— Start DATA PROVIDED —

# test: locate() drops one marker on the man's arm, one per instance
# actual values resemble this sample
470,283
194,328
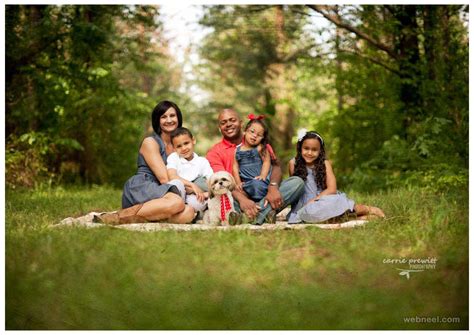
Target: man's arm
215,160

— End DATA PROVIDED —

### GIVEN REQUEST
Write out every line of the records above as a numbered list, skipping blank lines and leaving out the pictures.

### FULL RESPONSE
1. # test: locate() drops one marker on the man's arm, one per instance
2. # actual values resemble this sample
3. 470,283
4. 194,328
5. Target: man's arm
6. 215,160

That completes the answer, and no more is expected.